▶ _Given task 1_: Reproduce the records below word for word, leaving out the picture.

▶ _Text_:
From 7b98e2b4bac03696bdbb3c5b2b6226c94ee0dbb9 Mon Sep 17 00:00:00 2001
From: "Alex Razumov (from Dev Box)" <alrazu@microsoft.com>
Date: Fri, 8 May 2026 19:20:41 -0700
Subject: [PATCH 22/30] .github/scripts/build-stats-report.sh

---
 .github/scripts/build-stats-report.sh    | 37 ++++++++++++++++++++++++
 .github/workflows/build-stats-report.yml | 28 ++----------------
 2 files changed, 39 insertions(+), 26 deletions(-)
 create mode 100644 .github/scripts/build-stats-report.sh

diff --git a/.github/scripts/build-stats-report.sh b/.github/scripts/build-stats-report.sh
new file mode 100644
index 000000000..3fd1991af
--- /dev/null
+++ b/.github/scripts/build-stats-report.sh
@@ -0,0 +1,37 @@
+#!/usr/bin/env bash
+# Copyright (c) Microsoft Corporation. All rights reserved.
+# Licensed under the MIT license.
+
+# Collect build-stats artifacts from recent CI runs and generate an HTML report.
+#
+# Usage: build-stats-report.sh <github_repository> <collected_dir> <report_dir>
+
+SCRIPT_DIR="$(cd "$(dirname "${BASH_SOURCE[0]}")" && pwd)"
+
+GITHUB_REPOSITORY="$1"
+COLLECTED_DIR="$2"
+REPORT_DIR="$3"
+
+SINCE=$(date -u -d '30 days ago' '+%Y-%m-%dT%H:%M:%SZ')
+
+gh api --paginate \
+  "repos/$GITHUB_REPOSITORY/actions/workflows/build-stats.yml/runs?status=success&created=>=$SINCE&per_page=100" \
+  --jq '.workflow_runs[] | [.id, .created_at, .head_sha] | @tsv' \
+  > runs.tsv || true
+
+if [ ! -s runs.tsv ]; then
+  echo "::warning::No successful build-stats runs found in the last 30 days"

▶ _Exercise material_:
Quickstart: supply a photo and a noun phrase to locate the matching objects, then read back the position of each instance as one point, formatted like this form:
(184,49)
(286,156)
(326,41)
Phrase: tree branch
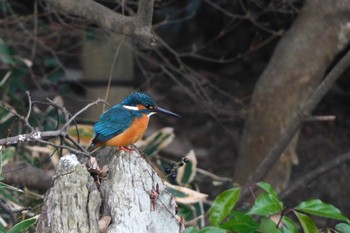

▶ _Given task 2_:
Answer from the patch:
(a) How many insertions and deletions does the change summary report?
(b) Under which license is the new script released?
(c) What value does the API request set for per_page?

▶ _Correct response 1_:
Quickstart: supply a photo and a noun phrase to locate the matching objects, then read back the position of each instance as one point, formatted like this form:
(184,49)
(286,156)
(326,41)
Phrase: tree branch

▶ _Correct response 2_:
(a) 39 insertions and 26 deletions.
(b) The MIT license.
(c) 100.